» WHAT YOU ARE ASKED TO DO
Your answer should be the line containing "Now, the query is: bush" and every line after it to the end of the records below, word for word.

» INFORMATION GIVEN
==============================

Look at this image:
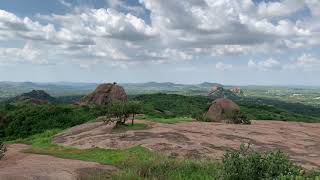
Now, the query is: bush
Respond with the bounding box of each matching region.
[0,141,6,160]
[225,110,251,124]
[193,112,211,122]
[222,144,301,180]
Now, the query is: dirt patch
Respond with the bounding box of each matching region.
[0,144,117,180]
[54,120,320,170]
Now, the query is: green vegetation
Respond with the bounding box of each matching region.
[139,115,194,124]
[238,98,320,122]
[1,92,320,142]
[131,93,210,118]
[9,130,319,180]
[0,101,144,141]
[2,83,320,178]
[223,144,300,180]
[224,110,251,125]
[0,140,5,159]
[94,101,143,127]
[131,93,320,123]
[111,123,149,133]
[0,104,97,140]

==============================

» RESULT OF THIS TASK
Now, the query is: bush
Respond with the bounding box of each matching region.
[0,141,6,160]
[225,110,251,124]
[193,112,211,122]
[222,144,301,180]
Now, the query is: dirt patch
Respond with the bounding box of each matching region.
[0,144,117,180]
[54,120,320,170]
Now, the query is: green vegetation
Respond with the bounding box of each matching region.
[139,115,194,124]
[238,98,320,122]
[1,92,320,142]
[131,93,210,118]
[9,130,319,180]
[0,101,144,141]
[2,83,320,178]
[223,144,300,180]
[224,110,251,125]
[0,140,5,159]
[94,101,143,127]
[131,93,320,123]
[111,123,149,133]
[0,104,97,140]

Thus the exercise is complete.